— START OF Data shown —

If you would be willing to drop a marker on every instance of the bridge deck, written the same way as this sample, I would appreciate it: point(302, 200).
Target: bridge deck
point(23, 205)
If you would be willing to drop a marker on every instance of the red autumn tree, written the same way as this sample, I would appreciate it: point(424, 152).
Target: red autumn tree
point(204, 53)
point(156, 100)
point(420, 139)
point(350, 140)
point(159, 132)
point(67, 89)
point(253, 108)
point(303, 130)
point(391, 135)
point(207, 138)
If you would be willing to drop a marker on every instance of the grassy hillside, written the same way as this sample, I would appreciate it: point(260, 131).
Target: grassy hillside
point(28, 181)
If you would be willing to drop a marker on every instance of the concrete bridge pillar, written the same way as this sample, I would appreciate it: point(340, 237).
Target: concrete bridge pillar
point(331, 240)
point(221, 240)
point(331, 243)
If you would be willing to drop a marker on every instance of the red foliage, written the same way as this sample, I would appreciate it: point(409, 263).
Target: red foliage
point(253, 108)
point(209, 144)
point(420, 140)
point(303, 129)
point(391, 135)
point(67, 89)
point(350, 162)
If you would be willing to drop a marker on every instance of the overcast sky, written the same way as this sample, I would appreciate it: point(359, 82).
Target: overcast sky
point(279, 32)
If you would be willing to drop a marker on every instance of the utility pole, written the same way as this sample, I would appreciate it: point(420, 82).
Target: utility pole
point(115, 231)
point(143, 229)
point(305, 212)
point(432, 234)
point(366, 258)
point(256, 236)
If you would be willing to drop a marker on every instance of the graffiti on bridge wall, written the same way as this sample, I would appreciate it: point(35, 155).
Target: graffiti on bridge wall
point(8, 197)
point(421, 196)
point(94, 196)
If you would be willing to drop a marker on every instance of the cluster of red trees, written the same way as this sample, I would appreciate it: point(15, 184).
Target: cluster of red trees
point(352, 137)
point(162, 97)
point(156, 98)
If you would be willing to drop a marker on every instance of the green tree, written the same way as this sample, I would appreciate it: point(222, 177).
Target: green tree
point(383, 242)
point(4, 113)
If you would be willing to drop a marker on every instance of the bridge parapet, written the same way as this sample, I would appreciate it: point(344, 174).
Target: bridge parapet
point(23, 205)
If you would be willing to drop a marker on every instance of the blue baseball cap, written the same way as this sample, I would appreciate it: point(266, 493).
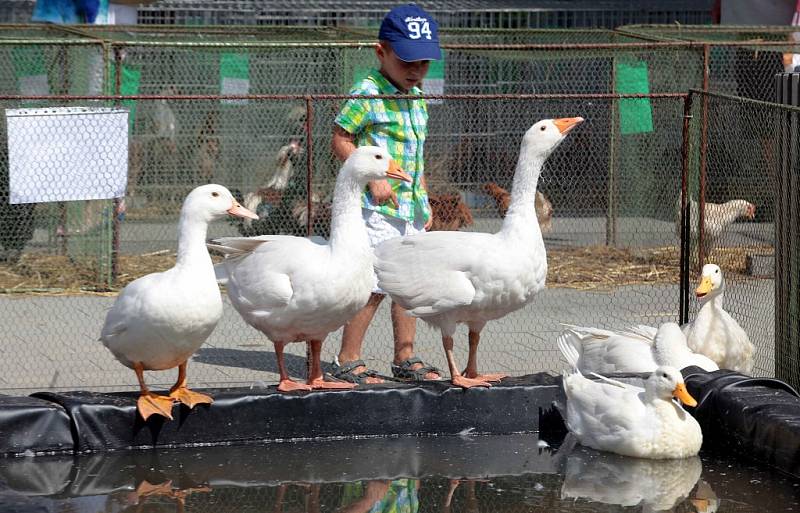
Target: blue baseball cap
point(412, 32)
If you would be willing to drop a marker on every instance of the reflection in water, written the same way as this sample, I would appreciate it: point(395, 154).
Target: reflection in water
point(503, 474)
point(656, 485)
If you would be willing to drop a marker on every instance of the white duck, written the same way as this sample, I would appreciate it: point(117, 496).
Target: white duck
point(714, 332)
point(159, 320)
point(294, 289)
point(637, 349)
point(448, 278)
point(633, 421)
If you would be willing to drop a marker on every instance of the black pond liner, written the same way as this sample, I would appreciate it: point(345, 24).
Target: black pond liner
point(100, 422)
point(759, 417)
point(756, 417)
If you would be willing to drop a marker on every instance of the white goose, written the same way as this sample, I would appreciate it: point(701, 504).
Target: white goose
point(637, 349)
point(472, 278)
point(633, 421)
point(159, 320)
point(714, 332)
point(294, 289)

— END OF Data shown —
— START OF Data shown —

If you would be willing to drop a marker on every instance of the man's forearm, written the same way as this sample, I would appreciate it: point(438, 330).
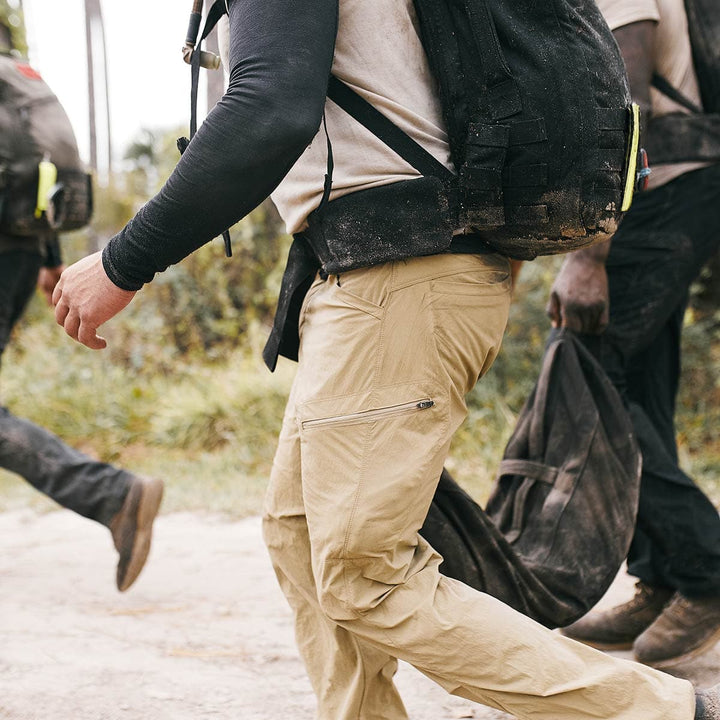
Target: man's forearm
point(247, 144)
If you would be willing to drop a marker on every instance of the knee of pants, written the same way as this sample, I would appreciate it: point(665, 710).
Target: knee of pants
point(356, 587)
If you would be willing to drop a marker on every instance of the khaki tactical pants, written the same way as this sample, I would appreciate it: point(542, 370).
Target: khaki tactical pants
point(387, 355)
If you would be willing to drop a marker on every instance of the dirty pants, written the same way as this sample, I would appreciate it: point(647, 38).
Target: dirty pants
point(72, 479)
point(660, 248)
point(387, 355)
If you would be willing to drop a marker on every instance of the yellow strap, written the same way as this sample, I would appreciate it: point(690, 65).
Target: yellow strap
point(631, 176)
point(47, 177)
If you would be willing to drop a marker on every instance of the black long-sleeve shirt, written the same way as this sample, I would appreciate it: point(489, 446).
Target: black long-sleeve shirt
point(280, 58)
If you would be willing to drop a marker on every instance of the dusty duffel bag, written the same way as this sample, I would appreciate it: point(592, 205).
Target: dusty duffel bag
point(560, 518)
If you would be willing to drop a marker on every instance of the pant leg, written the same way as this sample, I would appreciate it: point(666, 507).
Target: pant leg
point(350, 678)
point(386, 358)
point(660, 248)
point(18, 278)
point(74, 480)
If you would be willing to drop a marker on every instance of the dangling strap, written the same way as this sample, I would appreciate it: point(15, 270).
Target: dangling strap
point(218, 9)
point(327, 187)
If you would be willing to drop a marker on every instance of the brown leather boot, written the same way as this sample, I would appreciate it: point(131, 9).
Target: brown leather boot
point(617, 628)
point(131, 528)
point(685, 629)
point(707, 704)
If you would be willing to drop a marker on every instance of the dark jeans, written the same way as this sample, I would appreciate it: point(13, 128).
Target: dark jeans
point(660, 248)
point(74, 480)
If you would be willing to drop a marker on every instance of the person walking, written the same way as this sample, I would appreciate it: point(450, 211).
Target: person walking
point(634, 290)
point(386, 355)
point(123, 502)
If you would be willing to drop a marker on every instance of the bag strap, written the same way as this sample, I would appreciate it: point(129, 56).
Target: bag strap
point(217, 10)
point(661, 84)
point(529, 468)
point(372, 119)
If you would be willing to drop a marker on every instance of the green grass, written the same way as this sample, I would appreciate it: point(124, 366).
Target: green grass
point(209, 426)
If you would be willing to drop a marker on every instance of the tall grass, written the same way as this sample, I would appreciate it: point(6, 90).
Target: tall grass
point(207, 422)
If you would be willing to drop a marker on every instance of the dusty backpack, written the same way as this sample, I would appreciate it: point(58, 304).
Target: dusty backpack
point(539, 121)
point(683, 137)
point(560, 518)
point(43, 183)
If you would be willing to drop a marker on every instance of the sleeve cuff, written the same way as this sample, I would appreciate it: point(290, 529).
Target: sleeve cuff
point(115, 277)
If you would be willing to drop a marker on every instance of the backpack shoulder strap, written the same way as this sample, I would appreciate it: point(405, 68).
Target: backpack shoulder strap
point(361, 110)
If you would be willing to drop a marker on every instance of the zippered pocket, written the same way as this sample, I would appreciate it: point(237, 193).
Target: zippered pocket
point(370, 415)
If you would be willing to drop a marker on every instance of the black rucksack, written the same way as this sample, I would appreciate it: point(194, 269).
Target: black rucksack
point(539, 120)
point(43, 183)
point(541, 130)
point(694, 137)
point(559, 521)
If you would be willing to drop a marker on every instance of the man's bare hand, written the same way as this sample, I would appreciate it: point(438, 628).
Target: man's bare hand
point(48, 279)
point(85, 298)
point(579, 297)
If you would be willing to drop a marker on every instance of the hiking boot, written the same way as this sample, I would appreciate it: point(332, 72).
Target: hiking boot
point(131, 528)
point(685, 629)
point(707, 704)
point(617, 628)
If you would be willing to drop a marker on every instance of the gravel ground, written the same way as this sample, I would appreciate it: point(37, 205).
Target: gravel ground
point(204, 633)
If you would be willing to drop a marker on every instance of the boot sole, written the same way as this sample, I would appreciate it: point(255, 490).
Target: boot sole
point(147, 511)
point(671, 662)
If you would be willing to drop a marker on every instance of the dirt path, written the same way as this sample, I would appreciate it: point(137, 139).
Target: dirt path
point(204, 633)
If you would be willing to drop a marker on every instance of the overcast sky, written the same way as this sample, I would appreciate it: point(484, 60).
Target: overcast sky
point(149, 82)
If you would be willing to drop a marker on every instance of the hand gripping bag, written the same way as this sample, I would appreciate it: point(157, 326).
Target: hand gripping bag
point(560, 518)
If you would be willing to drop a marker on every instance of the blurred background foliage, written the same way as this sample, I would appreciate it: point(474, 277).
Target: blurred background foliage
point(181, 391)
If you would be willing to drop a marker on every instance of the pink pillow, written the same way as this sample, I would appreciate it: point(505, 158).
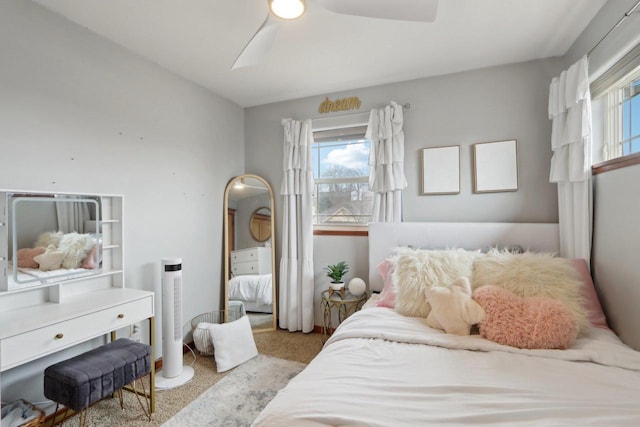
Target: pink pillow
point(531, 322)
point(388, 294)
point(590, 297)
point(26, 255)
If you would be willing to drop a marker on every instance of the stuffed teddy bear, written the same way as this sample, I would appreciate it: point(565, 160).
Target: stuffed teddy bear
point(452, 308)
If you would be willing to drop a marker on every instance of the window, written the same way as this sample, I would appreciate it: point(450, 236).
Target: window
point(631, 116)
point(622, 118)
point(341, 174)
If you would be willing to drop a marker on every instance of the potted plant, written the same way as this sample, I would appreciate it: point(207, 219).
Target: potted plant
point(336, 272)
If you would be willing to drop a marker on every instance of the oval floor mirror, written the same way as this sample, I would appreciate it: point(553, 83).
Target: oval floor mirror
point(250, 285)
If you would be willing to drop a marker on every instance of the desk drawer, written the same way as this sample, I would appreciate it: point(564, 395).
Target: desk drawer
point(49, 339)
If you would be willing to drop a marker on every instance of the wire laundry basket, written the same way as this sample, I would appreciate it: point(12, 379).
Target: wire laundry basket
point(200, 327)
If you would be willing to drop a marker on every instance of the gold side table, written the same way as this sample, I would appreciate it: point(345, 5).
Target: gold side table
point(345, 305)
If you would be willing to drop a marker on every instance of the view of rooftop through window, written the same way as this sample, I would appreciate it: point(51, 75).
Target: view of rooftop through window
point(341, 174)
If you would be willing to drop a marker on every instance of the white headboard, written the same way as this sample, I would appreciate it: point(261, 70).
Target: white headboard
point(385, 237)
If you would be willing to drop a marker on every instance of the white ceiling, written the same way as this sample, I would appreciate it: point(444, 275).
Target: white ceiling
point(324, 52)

— END OF Data shown —

# Exercise brief
Filter the records above and copy each line that contains the string "pillow". Matching is case-sensitive.

# Solution
If you would be willing to drop a marker on every instance of the pink pillow, written the same way as this sample, I would appreciate it: point(505, 158).
Target: pink pillow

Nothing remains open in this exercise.